## Shape annotation entries

::::::::::

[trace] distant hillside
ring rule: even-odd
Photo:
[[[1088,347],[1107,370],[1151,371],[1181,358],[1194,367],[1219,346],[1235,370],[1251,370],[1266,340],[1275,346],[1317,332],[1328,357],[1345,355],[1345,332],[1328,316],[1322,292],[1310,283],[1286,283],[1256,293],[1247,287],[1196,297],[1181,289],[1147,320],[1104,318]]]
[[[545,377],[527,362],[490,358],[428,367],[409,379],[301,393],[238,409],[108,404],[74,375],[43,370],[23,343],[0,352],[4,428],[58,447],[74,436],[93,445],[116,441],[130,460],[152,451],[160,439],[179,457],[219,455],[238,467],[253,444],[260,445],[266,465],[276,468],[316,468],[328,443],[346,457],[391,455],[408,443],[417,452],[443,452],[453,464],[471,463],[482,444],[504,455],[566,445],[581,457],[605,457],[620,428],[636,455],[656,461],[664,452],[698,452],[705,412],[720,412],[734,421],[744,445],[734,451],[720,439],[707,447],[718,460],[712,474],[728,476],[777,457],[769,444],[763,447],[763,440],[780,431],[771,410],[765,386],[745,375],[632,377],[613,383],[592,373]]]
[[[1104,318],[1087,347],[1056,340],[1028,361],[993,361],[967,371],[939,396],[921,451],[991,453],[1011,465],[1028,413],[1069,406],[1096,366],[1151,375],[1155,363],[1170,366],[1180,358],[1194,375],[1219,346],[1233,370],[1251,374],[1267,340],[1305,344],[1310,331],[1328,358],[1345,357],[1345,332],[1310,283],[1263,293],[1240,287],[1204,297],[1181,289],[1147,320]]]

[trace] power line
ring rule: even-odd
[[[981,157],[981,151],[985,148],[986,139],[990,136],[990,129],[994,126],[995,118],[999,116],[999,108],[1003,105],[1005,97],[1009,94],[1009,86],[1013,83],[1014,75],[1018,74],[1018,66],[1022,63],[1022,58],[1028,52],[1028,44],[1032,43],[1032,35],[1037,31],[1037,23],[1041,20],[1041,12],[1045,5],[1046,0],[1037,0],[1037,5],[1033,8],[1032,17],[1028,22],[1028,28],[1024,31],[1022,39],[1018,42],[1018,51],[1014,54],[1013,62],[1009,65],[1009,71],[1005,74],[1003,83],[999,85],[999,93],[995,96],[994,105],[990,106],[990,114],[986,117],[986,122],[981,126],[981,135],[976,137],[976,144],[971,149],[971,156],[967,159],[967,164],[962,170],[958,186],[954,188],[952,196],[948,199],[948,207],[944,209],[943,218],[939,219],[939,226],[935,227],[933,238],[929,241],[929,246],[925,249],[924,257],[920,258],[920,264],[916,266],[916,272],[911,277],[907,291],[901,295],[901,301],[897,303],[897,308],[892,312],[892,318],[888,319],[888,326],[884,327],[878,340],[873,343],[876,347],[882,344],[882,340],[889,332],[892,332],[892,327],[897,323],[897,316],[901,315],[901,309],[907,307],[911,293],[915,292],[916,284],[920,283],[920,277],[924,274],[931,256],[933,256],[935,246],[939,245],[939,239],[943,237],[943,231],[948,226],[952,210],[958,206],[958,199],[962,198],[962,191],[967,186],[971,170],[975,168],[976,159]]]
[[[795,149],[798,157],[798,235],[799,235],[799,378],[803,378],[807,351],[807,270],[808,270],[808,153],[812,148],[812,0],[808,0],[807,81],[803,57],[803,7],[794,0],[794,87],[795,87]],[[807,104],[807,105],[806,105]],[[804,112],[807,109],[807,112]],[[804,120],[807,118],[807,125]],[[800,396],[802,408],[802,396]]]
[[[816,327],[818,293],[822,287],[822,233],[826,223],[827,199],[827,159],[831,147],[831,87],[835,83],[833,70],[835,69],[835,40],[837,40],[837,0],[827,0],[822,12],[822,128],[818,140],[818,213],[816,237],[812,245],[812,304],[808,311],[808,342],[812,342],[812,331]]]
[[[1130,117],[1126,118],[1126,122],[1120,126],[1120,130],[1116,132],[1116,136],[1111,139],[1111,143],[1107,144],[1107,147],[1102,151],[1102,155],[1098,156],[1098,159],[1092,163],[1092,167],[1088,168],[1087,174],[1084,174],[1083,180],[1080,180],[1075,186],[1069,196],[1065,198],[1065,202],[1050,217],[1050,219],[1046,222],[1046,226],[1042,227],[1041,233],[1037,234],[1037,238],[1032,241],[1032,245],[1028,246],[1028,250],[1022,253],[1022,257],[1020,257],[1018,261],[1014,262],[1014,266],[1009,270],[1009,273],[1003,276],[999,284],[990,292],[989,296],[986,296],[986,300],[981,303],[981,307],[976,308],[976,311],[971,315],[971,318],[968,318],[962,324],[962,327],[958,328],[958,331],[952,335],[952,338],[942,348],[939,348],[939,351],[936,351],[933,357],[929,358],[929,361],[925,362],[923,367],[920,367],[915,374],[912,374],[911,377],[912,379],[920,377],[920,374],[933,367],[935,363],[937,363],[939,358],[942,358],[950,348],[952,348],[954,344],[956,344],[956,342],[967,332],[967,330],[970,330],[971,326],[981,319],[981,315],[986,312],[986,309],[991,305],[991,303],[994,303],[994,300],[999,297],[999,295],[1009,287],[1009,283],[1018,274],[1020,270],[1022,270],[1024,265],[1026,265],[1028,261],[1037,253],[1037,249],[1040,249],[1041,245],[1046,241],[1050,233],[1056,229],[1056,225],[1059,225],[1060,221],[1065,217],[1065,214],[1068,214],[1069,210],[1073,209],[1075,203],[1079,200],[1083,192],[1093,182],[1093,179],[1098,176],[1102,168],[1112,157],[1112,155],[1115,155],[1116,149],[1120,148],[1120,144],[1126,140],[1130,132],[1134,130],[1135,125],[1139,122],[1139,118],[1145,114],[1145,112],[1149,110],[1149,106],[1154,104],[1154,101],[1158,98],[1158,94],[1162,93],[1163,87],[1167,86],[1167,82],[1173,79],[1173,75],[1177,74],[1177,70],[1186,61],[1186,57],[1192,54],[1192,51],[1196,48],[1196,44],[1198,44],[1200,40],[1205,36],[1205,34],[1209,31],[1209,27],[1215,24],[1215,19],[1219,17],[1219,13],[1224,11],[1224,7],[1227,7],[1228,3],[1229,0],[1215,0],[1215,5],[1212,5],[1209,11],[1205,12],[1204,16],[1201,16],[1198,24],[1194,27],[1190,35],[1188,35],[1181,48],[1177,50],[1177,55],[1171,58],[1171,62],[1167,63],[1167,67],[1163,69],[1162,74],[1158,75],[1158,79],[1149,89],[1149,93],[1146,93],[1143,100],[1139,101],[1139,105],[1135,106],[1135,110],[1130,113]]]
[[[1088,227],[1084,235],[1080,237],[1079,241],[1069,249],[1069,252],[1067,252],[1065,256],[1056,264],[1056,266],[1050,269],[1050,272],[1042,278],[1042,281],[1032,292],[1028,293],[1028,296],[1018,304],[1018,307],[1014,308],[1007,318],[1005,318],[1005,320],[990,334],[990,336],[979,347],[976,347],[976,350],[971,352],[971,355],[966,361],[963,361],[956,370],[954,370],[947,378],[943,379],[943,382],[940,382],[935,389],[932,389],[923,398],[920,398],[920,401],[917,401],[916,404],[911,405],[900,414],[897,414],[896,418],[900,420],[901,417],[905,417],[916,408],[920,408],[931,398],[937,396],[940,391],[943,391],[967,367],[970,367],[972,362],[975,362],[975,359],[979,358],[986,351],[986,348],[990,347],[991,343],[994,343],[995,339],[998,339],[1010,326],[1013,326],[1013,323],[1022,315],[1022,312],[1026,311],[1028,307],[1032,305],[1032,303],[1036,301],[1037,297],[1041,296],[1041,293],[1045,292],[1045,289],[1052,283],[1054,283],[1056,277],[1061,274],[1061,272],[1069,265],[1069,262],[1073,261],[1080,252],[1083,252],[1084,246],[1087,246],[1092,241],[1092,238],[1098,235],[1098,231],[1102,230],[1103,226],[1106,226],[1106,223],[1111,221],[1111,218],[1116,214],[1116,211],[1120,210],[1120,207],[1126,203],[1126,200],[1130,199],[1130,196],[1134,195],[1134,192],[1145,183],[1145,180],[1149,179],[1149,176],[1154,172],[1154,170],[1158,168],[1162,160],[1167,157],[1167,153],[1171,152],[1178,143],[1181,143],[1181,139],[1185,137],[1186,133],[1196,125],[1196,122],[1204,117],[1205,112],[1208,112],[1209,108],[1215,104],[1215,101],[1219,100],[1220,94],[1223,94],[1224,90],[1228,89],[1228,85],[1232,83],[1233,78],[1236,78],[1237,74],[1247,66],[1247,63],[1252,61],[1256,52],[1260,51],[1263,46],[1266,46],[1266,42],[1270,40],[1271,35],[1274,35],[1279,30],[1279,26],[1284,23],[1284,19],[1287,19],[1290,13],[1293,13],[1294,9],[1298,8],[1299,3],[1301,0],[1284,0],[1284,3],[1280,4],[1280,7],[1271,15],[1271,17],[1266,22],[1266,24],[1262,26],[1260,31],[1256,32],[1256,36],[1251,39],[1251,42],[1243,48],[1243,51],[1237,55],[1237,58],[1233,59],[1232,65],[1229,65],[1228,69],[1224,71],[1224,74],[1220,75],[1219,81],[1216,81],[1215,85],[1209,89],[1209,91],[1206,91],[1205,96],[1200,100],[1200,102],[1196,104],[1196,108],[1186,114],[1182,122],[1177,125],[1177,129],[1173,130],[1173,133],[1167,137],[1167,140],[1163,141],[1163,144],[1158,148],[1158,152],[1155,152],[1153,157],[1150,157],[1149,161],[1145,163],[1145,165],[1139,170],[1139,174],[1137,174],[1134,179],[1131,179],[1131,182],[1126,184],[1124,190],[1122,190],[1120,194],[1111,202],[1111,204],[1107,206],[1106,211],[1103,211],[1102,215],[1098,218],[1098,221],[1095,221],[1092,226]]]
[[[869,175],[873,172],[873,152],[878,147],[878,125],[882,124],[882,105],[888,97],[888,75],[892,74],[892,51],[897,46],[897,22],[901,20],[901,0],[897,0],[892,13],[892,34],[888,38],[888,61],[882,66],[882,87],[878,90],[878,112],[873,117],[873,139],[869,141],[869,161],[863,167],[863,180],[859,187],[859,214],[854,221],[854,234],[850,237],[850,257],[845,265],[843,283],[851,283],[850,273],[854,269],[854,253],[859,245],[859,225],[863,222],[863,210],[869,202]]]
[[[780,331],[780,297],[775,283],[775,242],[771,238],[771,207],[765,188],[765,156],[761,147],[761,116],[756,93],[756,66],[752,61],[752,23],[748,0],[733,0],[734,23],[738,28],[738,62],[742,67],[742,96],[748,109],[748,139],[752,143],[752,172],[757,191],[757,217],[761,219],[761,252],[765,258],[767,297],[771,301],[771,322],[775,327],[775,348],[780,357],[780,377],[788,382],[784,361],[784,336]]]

::::::::::

## YOUR INSTRUCTIONS
Return each line of the items above that contains the string "trace". Case counts.

## RESULT OF THE TASK
[trace] distant hillside
[trace] power line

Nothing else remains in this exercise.